• [EXERCISE DESCRIPTION]: Pull out every line of the material that contains the word "dead", and copy each of those lines in full.

• [RAW DATA]:
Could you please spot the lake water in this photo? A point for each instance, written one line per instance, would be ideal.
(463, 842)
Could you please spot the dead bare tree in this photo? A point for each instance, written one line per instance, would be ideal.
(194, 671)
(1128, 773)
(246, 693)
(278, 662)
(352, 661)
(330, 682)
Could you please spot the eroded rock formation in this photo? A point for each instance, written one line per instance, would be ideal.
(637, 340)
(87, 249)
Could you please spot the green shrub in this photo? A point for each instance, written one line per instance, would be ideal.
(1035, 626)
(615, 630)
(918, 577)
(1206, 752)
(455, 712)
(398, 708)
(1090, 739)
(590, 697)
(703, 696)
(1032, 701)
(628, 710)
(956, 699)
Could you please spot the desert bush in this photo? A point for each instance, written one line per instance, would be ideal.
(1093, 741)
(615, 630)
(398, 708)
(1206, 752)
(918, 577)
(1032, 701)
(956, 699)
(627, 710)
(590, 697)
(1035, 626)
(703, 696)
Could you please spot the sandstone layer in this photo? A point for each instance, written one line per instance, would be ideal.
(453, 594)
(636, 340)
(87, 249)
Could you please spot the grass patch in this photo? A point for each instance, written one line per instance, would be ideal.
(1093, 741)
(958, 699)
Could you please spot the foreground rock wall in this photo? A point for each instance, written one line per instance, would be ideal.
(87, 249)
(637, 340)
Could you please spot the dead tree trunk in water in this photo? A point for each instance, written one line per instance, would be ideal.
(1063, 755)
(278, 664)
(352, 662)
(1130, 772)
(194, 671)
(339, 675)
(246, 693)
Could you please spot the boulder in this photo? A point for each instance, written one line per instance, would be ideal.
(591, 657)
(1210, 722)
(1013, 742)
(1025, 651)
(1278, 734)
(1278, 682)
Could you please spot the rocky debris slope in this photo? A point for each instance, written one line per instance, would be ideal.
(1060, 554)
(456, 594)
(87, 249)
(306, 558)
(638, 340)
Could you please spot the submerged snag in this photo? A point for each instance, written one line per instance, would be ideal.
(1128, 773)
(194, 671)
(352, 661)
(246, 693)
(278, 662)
...
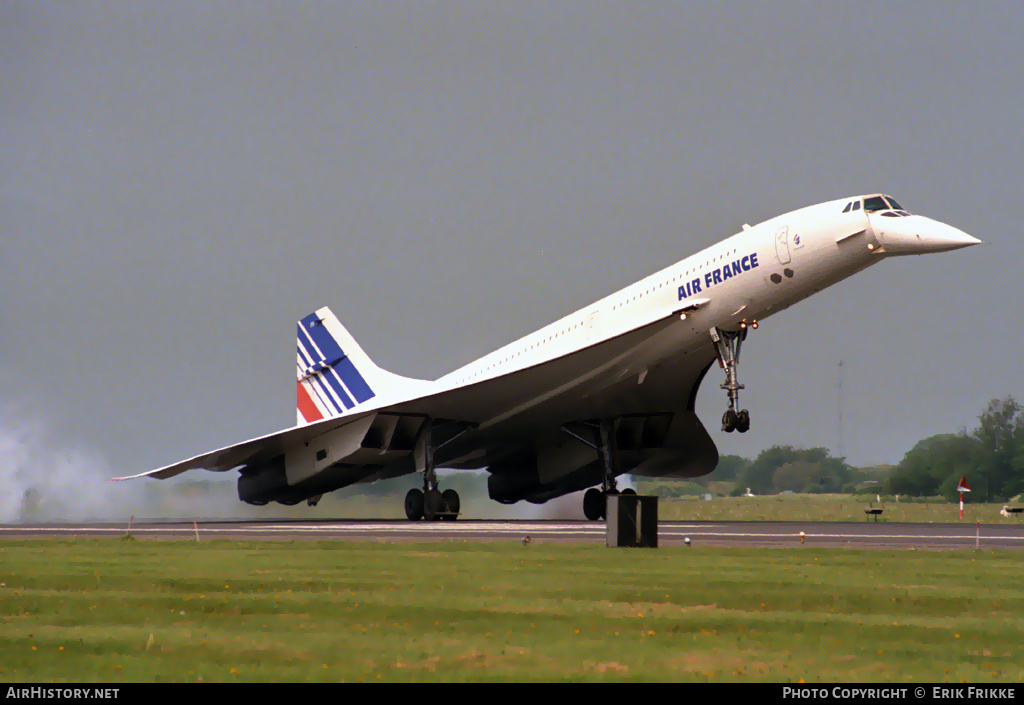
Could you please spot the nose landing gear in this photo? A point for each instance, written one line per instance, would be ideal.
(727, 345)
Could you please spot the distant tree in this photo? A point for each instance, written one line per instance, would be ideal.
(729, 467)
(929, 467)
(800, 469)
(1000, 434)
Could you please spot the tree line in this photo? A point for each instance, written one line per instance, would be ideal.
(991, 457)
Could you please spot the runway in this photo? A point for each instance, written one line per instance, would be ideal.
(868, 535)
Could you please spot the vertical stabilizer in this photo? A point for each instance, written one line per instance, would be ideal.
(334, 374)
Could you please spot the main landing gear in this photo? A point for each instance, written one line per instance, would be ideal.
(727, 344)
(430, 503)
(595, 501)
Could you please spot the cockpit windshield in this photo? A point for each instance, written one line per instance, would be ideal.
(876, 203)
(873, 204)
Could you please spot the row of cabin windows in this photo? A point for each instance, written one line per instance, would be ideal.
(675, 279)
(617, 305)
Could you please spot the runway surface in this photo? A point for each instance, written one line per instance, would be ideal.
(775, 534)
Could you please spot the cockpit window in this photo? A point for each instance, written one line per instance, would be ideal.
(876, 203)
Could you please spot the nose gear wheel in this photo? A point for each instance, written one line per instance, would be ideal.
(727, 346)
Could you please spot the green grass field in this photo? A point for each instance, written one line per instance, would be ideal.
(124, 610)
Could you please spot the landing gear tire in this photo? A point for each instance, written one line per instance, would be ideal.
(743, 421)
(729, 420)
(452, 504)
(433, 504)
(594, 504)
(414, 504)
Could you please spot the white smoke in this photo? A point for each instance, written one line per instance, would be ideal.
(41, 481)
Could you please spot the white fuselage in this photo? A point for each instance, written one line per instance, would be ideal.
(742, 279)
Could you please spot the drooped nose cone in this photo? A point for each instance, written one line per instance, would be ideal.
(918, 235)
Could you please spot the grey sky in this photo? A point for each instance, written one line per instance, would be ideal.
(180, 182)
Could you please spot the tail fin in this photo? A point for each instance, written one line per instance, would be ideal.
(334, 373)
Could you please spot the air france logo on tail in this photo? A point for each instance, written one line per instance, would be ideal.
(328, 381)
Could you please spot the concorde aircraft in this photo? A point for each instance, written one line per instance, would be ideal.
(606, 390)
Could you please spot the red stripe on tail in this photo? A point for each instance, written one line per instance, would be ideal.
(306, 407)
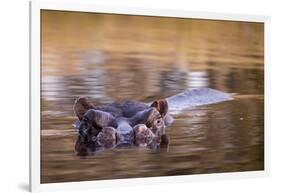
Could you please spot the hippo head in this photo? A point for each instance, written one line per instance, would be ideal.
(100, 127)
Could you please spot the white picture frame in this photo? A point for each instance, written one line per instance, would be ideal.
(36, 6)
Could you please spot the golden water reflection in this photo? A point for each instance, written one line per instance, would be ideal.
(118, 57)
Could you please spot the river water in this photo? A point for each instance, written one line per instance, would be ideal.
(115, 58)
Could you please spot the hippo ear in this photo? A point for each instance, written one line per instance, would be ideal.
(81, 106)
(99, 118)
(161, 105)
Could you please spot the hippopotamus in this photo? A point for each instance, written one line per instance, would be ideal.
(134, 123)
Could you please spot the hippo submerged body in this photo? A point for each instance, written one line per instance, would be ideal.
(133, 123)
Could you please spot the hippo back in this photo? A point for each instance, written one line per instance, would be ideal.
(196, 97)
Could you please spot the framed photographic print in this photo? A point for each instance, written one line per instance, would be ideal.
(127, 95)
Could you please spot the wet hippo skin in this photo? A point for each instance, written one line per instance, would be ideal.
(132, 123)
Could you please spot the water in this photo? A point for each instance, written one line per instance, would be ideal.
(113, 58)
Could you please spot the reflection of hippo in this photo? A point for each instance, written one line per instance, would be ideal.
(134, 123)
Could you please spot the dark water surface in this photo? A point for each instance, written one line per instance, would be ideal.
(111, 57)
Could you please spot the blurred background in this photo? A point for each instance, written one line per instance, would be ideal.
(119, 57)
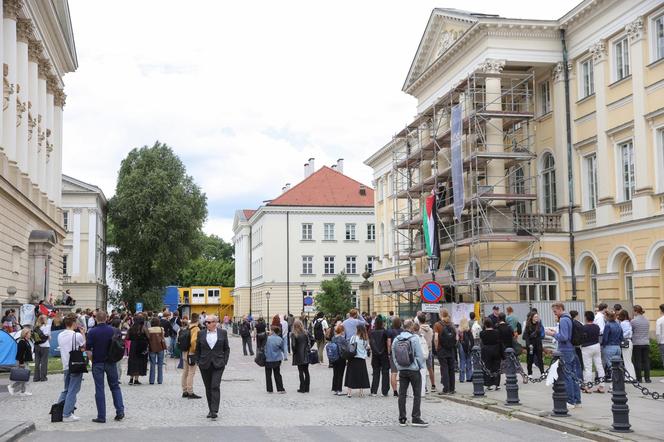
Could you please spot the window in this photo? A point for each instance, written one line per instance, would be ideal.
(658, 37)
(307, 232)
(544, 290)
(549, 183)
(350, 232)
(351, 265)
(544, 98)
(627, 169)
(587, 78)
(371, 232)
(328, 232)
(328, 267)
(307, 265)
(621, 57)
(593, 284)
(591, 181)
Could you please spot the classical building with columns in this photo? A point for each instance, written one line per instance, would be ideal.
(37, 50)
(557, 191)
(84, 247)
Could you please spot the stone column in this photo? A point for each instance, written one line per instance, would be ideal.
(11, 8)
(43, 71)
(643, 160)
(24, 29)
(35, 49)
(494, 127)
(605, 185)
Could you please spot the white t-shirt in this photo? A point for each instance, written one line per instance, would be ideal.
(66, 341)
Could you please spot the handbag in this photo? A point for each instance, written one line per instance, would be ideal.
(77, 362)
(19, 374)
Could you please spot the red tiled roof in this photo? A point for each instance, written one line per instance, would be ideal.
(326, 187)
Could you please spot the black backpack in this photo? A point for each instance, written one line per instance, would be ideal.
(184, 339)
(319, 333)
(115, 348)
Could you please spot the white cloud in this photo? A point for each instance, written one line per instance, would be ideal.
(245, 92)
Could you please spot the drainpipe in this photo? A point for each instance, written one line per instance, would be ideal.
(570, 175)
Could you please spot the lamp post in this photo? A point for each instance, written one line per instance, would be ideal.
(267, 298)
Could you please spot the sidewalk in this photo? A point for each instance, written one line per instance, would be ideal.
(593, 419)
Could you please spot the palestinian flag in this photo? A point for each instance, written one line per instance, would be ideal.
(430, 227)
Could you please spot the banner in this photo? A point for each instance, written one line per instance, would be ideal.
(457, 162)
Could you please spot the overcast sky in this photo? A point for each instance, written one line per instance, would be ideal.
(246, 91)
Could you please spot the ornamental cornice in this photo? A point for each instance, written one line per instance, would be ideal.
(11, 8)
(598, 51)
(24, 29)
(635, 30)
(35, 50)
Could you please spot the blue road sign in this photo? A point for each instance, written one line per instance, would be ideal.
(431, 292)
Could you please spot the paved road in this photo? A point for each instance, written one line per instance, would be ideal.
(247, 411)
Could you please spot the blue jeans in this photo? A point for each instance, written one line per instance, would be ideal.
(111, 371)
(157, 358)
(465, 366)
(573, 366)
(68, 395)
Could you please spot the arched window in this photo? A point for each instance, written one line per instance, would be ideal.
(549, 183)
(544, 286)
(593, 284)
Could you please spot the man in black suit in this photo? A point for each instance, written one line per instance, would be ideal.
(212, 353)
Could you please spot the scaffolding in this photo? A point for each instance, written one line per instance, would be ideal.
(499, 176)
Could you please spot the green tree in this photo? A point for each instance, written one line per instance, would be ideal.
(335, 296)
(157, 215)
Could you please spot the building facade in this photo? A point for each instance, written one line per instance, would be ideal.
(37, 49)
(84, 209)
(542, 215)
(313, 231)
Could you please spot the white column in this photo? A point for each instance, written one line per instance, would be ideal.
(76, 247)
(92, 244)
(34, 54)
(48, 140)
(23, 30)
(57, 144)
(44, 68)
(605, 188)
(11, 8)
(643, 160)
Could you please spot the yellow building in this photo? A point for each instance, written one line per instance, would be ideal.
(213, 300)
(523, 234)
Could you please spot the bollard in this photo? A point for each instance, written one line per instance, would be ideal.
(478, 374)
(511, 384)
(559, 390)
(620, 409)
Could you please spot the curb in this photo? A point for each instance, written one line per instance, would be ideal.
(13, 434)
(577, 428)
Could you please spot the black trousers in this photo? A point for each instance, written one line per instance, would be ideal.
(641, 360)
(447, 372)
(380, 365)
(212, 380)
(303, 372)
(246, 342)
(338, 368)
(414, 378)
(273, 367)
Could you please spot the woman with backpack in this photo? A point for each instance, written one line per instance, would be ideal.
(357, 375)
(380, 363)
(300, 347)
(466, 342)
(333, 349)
==
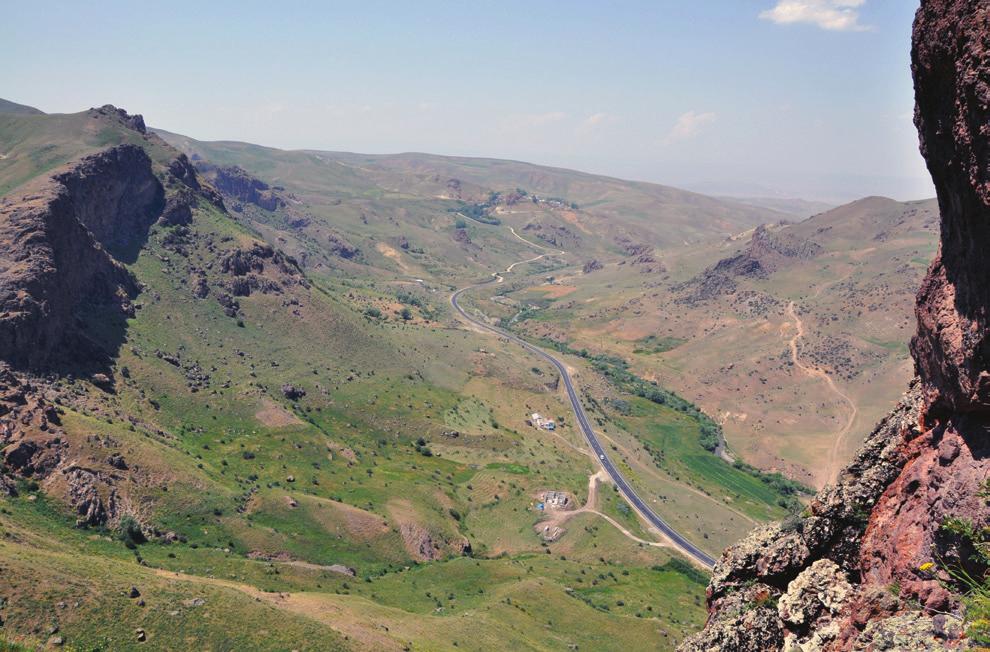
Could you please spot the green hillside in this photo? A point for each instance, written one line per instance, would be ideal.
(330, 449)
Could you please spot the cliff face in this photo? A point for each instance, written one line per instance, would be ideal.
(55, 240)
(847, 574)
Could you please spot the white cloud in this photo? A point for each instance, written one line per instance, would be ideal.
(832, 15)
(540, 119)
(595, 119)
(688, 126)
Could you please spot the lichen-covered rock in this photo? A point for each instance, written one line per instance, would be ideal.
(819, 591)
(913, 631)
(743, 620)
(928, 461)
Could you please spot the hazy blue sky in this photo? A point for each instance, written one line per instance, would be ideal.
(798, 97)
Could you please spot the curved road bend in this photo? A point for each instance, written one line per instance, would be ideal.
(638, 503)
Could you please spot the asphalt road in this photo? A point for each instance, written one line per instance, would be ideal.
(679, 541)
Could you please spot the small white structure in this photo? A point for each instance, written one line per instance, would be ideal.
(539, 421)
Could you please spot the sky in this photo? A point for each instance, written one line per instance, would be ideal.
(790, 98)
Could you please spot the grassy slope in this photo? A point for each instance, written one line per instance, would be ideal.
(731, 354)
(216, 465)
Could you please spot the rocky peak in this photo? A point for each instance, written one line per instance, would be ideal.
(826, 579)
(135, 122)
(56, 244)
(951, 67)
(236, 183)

• [ANSWER TO THIS TASK]:
Could you please spot the dead bare tree in this photo? A point for each instance, written one line per instance, would be ideal.
Could you please spot the dead tree trunk in water in this photo? A point for each instance, written one line per instance, would be ideal.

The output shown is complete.